**ACTION ITEM:**
Continue the piece on MCP security layers, starting right after its last sentence.

**DOCUMENT SEGMENT:**
----------------------------------------
3. MCP Client / SDK — protocol parsing, parameter handling, session state.
4. MCP Server / Tool Execution — where tool code actually runs.
5. Transport / Network — the channel: authentication, session binding, replay and tampering protection.
6. Registry / Marketplace & Supply-chain — discovery, publication, updates, naming.

For each attack the paper identifies a primary defense layer — “the earliest architectural boundary where meaningful prevention can be enforced with sufficient authority and visibility” — and a secondary fallback layer. The reason a single control is never enough is the protocol’s own shape: an attack can enter at one layer but only become observable or stoppable at another. A registry can only inspect static metadata at submission time, but a malicious tool’s behaviour may only manifest at runtime inside the host. Defending only the tool therefore leaves a window open at every other boundary.

When the authors then categorise real defenses (static/pre-execution, runtime/behavioural, isolation/architecture, and decision-level) and survey deployed tooling, the coverage map comes out lopsided: mitigations cluster on tool and prompt inspection, while transport, host orchestration, and registry/supply-chain governance are thin. No exploit or payload is needed to see the consequence — it is a coverage gap, not a new attack.

Why it matters

If you run agents over MCP, the practical lesson is that buying a tool-scanner is not an MCP security strategy. A scanner that inspects tool descriptions at install time does nothing for a transport that lacks session binding, a host that auto-approves tool calls, or a registry that lets an attacker squat a server name and push a malicious update later (a “rug pull”). Those are different owners and different layers.

The “structural, not incidental” framing also sets expectations. Because no single party controls the whole MCP stack, security is necessarily a shared-responsibility problem — closer to cloud IAM than to patching one library. Teams that assume the protocol or a single vendor “handles security” are exactly the teams the coverage analysis predicts will be exposed at the host, transport and supply-chain layers.

Defenses

Use the layer model as a checklist, and place each control at its primary enforcement point rather than hoping the tool layer catches everything.

• Host orchestration (the most-neglected layer). Require explicit human approval for high-impact tool calls, enforce least privilege per tool, and isolate untrusted tool output from trusted instructions in context. Do not auto-approve.
----------------------------------------
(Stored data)
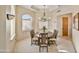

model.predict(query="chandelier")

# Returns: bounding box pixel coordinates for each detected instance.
[41,5,49,22]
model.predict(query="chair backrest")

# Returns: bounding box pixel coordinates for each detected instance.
[39,33,48,44]
[53,30,58,38]
[30,30,35,38]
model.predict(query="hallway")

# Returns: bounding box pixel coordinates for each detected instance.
[14,32,75,53]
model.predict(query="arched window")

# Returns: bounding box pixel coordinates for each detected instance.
[22,14,32,31]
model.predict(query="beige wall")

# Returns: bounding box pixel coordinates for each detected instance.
[16,6,36,40]
[0,6,6,52]
[6,5,16,52]
[58,14,72,37]
[72,10,79,52]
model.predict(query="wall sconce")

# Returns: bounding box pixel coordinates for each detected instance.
[7,14,15,20]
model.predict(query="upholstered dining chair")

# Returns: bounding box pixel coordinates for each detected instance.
[49,30,58,45]
[30,30,38,45]
[38,33,48,52]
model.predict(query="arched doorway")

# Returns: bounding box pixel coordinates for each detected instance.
[22,14,32,31]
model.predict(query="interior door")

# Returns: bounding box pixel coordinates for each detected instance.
[62,17,68,36]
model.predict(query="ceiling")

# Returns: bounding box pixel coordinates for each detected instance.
[22,5,59,12]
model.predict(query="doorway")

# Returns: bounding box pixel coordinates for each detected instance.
[62,17,68,36]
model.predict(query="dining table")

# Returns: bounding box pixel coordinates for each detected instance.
[35,32,53,45]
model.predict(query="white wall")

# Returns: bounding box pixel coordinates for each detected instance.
[16,6,36,40]
[0,6,6,52]
[53,5,79,52]
[72,10,79,53]
[5,5,16,52]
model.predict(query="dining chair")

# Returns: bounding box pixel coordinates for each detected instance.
[39,33,48,52]
[49,30,58,45]
[30,30,38,45]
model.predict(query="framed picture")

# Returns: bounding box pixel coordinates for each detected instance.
[73,13,79,30]
[7,14,15,20]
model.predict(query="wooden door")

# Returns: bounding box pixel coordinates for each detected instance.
[62,17,68,36]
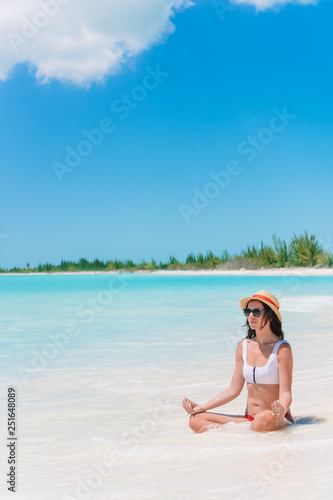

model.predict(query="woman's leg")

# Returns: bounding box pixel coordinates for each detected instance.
[189,411,248,432]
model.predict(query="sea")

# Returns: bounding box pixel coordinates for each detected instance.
[0,271,333,500]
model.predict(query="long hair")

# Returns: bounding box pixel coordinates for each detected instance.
[243,300,284,339]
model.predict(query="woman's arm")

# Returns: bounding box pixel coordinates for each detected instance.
[277,343,293,411]
[183,342,245,414]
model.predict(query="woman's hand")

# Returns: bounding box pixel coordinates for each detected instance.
[271,400,286,424]
[182,398,205,415]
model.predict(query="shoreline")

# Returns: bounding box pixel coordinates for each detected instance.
[0,267,333,277]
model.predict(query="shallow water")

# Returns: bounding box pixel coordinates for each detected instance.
[0,274,333,500]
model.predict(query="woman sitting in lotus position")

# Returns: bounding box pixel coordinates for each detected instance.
[183,290,293,432]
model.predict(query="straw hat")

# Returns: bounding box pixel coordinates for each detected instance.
[240,290,282,323]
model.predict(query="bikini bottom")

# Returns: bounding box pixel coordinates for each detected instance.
[245,411,295,424]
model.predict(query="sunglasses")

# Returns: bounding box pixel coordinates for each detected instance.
[244,308,265,318]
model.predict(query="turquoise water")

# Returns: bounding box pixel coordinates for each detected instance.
[0,273,333,500]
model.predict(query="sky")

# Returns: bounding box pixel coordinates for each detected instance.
[0,0,333,268]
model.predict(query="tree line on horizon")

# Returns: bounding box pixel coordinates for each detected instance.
[0,231,333,273]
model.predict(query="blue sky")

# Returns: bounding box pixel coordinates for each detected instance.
[0,0,333,268]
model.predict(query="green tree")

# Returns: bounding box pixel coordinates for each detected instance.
[289,231,324,266]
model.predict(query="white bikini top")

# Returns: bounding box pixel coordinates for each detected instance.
[243,339,288,384]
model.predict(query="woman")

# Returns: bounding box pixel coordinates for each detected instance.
[183,290,293,432]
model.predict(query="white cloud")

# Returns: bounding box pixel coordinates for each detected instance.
[0,0,193,85]
[0,0,320,85]
[231,0,320,10]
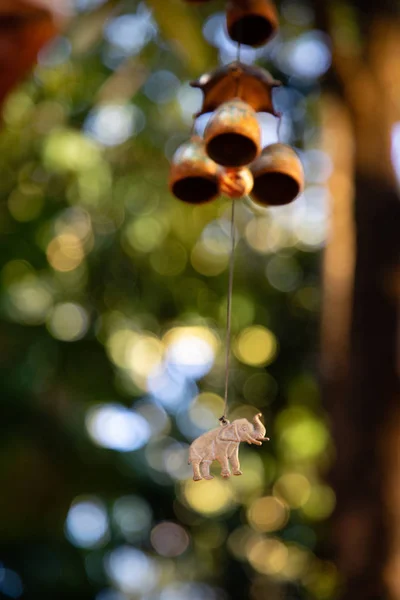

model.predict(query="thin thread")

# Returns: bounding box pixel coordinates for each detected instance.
[236,43,242,97]
[219,200,236,425]
[277,113,283,142]
[236,42,240,62]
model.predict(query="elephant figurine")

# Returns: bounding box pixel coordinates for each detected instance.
[189,413,269,481]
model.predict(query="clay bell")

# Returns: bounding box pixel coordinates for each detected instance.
[226,0,279,47]
[250,144,304,206]
[169,136,219,204]
[190,61,282,117]
[204,98,261,167]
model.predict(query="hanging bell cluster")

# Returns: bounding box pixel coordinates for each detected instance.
[170,0,304,206]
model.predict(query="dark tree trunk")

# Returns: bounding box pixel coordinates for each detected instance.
[329,175,400,600]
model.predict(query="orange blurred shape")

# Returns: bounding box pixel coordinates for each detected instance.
[0,0,65,106]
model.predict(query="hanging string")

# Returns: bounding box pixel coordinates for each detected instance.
[277,113,283,142]
[219,200,236,425]
[236,42,241,62]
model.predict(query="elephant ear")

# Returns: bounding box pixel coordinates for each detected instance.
[217,422,240,442]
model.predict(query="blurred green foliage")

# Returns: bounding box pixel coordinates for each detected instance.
[0,0,339,600]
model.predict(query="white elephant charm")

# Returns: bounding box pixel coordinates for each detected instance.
[189,413,269,481]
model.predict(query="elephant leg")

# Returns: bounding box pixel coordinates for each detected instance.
[217,456,231,477]
[200,460,214,479]
[229,444,242,475]
[192,458,202,481]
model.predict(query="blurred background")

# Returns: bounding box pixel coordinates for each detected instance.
[0,0,400,600]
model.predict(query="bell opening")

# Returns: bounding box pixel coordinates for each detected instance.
[207,133,258,167]
[229,15,275,46]
[172,177,219,204]
[251,173,300,206]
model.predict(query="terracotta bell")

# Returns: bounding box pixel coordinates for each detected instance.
[204,98,261,167]
[226,0,279,47]
[190,61,282,117]
[169,136,219,204]
[250,144,304,206]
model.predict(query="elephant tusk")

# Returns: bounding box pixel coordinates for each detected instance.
[249,438,262,446]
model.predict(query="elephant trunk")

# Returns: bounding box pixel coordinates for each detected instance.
[253,413,266,440]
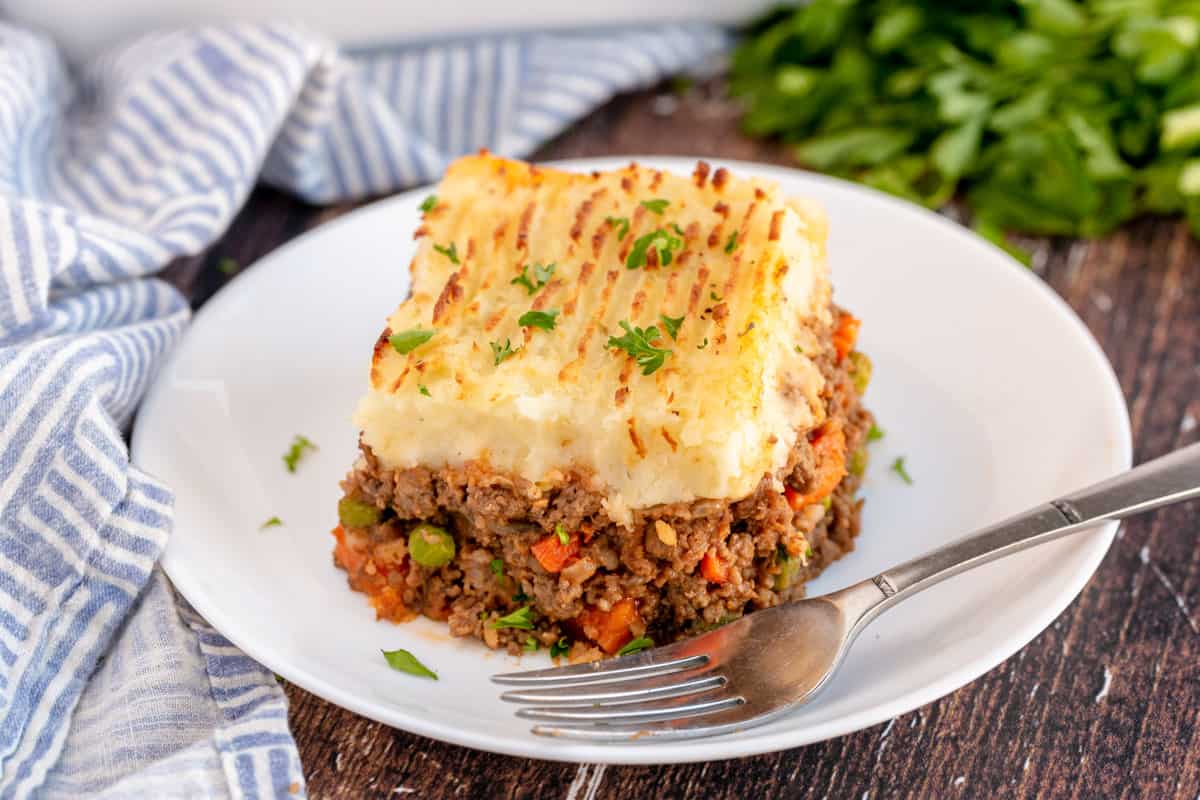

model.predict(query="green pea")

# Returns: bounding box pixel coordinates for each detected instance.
[408,522,455,567]
[337,498,383,528]
[850,350,871,395]
[775,545,803,591]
----------------------------------------
**RESULT OF THIS EXERCISE:**
• Transport / network. Use authenticated, integrity-protected channels with proper session binding and replay protection. Treat “MCP assumes a trustworthy channel” as a vulnerability, not an assumption.
• Registry / supply-chain. Pin server identities and versions, verify provenance, and re-evaluate tools on update — not just at first install — to catch rug pulls and name-squatting. Static metadata review at submission time is necessary but not sufficient.
• Server / tool execution. Sandbox tool execution, constrain filesystem and network egress, and validate parameters against schema before execution.
• Defense-in-depth, by design. For each attack you care about, ask: what is the earliest layer that can stop it with enough authority, and what is the fallback? Assign an owner to each. A control that only fires after the damage is downstream is a secondary defense, not a primary one.

Status

Layer	Typical owner	Coverage per MCP-DPT
Model provider / alignment	Model vendor	Partial (refusals only)
MCP host / application	Integrator	Under-defended
MCP client / SDK	SDK maintainer	Uneven
MCP server / tool execution	Tool author	Over-represented (tool-centric)
Transport / network	Integrator / infra	Under-defended
Registry / supply-chain	Ecosystem / registry	Under-defended

The paper is a taxonomy and coverage analysis, not a vulnerability disclosure — there is nothing to patch and no payload to withhold. Its value is the reframing: MCP’s recurring weaknesses are best read as misplaced defenses, and the fix is to enforce each control at the layer that actually owns it. Published 8 April 2026; the attack classes it organises (tool poisoning, shadowing, rug pulls, transport tampering, registry squatting) are all previously documented in the public MCP-security literature.